What the exercise asks
Copy the stretch of items below that opens with the line containing "shape [[1124, 484]]." and closes with the line containing "705], [1024, 311]]". Reproduce every line in that span, including both end lines, without any change.

Data records
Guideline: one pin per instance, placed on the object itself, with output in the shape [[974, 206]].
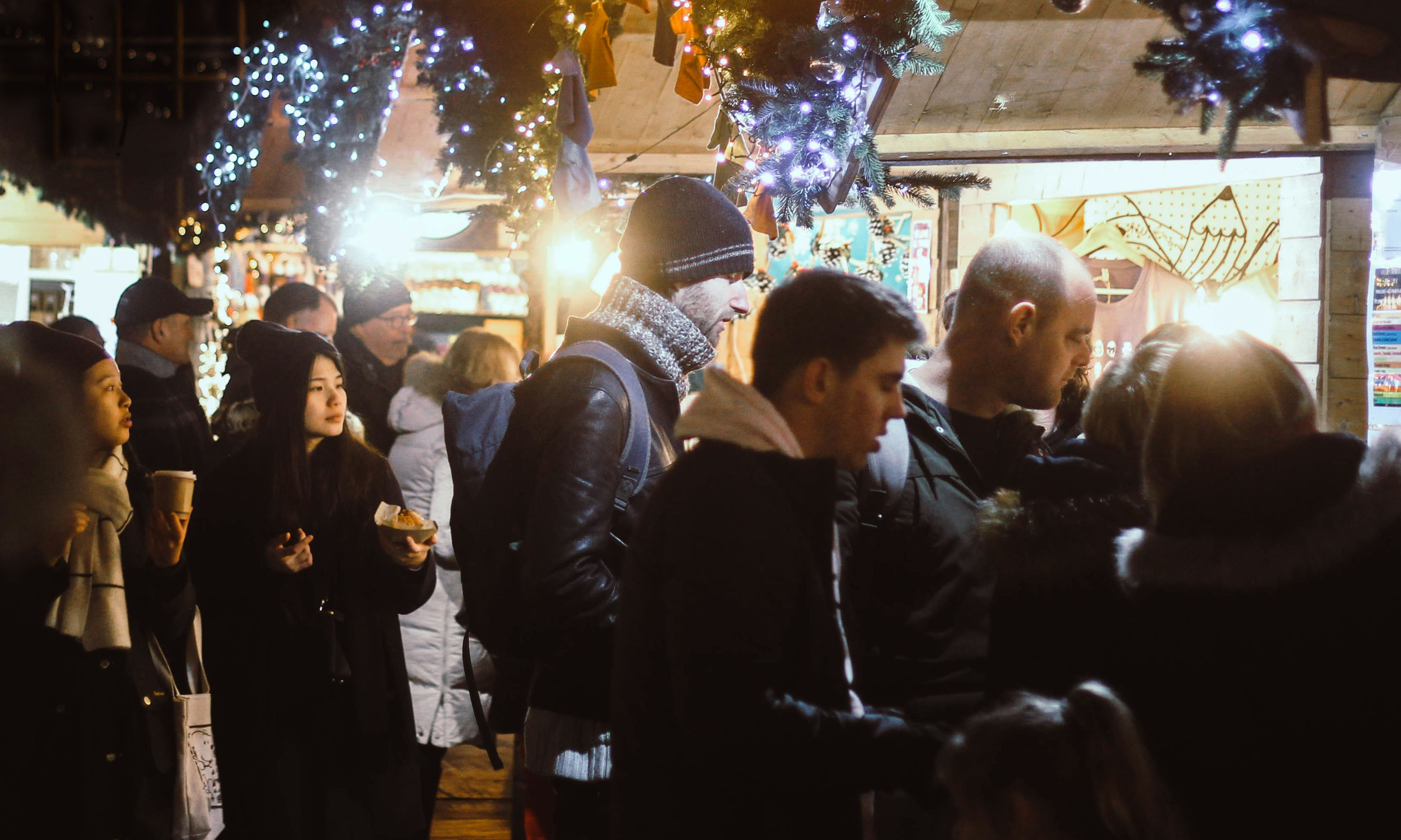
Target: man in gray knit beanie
[[553, 486]]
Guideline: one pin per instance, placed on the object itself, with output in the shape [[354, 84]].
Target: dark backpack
[[476, 425]]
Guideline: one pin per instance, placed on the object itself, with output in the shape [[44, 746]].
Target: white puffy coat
[[432, 635]]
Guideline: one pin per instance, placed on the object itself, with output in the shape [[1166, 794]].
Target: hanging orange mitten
[[691, 82], [760, 213], [596, 48]]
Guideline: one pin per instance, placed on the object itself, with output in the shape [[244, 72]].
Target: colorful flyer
[[921, 264], [1385, 345]]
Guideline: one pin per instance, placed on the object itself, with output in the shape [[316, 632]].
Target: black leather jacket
[[732, 715], [551, 488]]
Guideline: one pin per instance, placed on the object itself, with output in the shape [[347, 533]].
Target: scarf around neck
[[93, 610], [665, 334]]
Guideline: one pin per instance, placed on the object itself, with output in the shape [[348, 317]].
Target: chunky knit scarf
[[93, 610], [663, 332]]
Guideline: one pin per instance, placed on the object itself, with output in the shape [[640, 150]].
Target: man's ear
[[1022, 320]]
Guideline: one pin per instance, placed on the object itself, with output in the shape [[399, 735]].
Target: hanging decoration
[[796, 94], [335, 85], [1266, 59], [499, 72]]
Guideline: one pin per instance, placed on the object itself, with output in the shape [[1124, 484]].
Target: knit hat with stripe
[[684, 230]]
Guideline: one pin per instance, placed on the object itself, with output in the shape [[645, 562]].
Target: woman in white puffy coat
[[432, 635]]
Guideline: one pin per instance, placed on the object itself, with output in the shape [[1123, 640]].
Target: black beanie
[[278, 356], [373, 296], [59, 352], [684, 230]]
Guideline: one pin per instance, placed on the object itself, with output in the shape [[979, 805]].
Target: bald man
[[920, 603]]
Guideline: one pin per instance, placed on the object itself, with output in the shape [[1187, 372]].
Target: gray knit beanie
[[684, 230]]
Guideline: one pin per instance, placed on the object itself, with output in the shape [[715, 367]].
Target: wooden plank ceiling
[[1018, 66]]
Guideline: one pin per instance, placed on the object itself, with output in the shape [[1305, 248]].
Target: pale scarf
[[93, 610], [663, 331]]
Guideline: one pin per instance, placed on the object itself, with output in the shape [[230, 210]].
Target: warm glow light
[[571, 257], [606, 274]]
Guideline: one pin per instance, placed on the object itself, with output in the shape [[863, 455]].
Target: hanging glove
[[665, 45], [691, 82], [760, 213], [596, 50]]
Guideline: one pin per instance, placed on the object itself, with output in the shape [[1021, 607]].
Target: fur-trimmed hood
[[1323, 542]]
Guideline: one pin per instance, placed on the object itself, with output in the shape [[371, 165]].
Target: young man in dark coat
[[921, 597], [155, 328], [374, 338], [553, 486], [733, 705], [1024, 311]]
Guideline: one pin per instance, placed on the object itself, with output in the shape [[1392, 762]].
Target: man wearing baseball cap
[[155, 330], [553, 488], [376, 336]]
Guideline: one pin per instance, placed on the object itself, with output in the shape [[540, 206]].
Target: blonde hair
[[1121, 405], [478, 359], [1079, 762], [1224, 401]]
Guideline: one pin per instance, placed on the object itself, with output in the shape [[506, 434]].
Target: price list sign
[[1386, 341]]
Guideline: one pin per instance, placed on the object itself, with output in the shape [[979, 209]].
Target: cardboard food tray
[[386, 516]]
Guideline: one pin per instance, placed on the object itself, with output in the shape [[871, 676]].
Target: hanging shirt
[[1156, 297]]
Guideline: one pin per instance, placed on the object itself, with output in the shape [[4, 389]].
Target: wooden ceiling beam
[[976, 146]]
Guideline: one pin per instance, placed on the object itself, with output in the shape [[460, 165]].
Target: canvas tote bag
[[198, 807]]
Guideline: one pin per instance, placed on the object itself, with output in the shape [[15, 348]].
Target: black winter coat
[[551, 488], [732, 712], [920, 597], [370, 386], [1058, 611], [168, 426], [89, 748], [300, 754], [1266, 635]]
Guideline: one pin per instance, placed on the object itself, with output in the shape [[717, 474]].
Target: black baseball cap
[[152, 299]]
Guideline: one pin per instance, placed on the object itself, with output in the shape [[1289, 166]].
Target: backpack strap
[[638, 448]]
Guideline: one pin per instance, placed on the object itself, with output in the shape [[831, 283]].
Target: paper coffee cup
[[174, 491]]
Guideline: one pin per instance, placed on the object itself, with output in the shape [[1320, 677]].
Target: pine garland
[[795, 89], [1232, 59], [498, 99], [338, 85]]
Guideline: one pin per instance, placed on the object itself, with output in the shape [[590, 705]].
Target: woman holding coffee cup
[[118, 586], [302, 597]]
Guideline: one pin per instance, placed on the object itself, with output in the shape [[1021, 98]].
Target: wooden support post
[[1347, 248]]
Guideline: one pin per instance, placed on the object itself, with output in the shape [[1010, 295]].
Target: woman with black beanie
[[87, 728], [302, 597]]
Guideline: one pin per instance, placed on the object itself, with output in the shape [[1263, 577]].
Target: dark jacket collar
[[1315, 530], [931, 415]]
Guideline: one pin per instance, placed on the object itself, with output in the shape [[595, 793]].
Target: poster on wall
[[921, 264], [1385, 346], [1385, 303]]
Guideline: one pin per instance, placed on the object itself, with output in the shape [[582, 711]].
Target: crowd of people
[[864, 595]]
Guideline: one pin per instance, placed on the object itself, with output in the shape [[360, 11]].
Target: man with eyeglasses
[[374, 339]]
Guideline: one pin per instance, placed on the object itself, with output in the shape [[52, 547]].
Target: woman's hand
[[288, 556], [407, 552], [166, 537]]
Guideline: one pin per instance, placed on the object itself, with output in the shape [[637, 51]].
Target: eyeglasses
[[398, 321]]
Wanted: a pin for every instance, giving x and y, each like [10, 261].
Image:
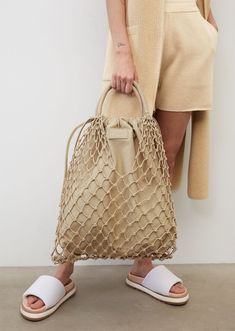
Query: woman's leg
[173, 127]
[63, 273]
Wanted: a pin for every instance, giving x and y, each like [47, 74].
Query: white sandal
[51, 291]
[157, 283]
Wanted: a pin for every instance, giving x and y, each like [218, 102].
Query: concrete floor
[103, 302]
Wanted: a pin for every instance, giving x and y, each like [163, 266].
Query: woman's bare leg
[63, 273]
[173, 127]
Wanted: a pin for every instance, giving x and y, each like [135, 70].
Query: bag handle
[138, 94]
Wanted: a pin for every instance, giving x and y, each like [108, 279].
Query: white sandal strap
[48, 288]
[160, 280]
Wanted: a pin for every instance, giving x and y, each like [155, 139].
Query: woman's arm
[212, 20]
[124, 71]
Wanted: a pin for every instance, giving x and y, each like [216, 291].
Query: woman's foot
[63, 273]
[142, 266]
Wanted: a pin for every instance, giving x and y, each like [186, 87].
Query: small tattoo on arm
[119, 44]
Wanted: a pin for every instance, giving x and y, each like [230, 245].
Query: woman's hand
[124, 72]
[212, 20]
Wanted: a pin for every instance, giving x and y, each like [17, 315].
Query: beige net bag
[116, 198]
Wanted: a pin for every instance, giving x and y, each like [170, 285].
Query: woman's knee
[171, 150]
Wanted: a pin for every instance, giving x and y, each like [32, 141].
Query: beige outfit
[145, 26]
[186, 76]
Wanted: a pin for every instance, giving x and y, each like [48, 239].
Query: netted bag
[116, 197]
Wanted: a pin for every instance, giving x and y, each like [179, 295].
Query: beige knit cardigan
[144, 20]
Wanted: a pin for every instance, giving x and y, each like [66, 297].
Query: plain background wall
[51, 63]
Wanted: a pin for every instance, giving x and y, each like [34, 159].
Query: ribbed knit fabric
[145, 25]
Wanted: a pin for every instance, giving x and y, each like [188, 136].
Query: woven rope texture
[116, 197]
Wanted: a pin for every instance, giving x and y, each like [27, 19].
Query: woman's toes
[178, 288]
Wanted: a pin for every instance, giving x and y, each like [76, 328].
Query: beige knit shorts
[186, 76]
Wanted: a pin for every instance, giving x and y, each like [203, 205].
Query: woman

Exercise result
Guideline: one pin per instance, placed on the object itself, with output in the shape [[1124, 484]].
Target: knit hat with stripe
[[684, 230]]
Guideline: one pin per instance, placed on the object itself, with output in the shape [[645, 562]].
Target: woman in white puffy coat
[[432, 635]]
Guideline: one pin per instance, placed on the object itself, with output in the shape [[1123, 640]].
Target: black beanie
[[278, 356], [373, 296], [59, 352], [684, 230]]
Guideline: one pin per instance, placed on the object itself, with output in the shape [[979, 805]].
Target: bald man
[[920, 603]]
Guideline: one pin per instance, placed on the object itself, with output in the shape [[1187, 372]].
Target: gray knit beanie
[[684, 230]]
Guideline: one pin per instance, placed on the object itself, with output in the shape [[715, 367]].
Target: wooden plank ceiling
[[1018, 66]]
Guideline: one pin per instance, placed on the object itself, with output in the shape [[1305, 248]].
Target: pale scarf
[[93, 610], [663, 331]]
Guideline: one pin per instance, placed on the object itself, with output in the shape [[230, 210]].
Target: warm glow light
[[571, 257], [606, 274]]
Guideline: one pin per instance, placed on the object itself, with output in the shape [[863, 455]].
Target: hanging glove
[[665, 45], [691, 82], [760, 213], [596, 50]]
Guideline: one pin per instance, placed on the object itself, with output in the shape [[1021, 607]].
Target: fur-trimmed hood
[[1323, 542]]
Guideline: one pin per instance, placed on the object itself, with output in the shape [[371, 165]].
Target: young man in dark coat
[[921, 597], [155, 328], [374, 338], [553, 486], [733, 705], [1024, 311]]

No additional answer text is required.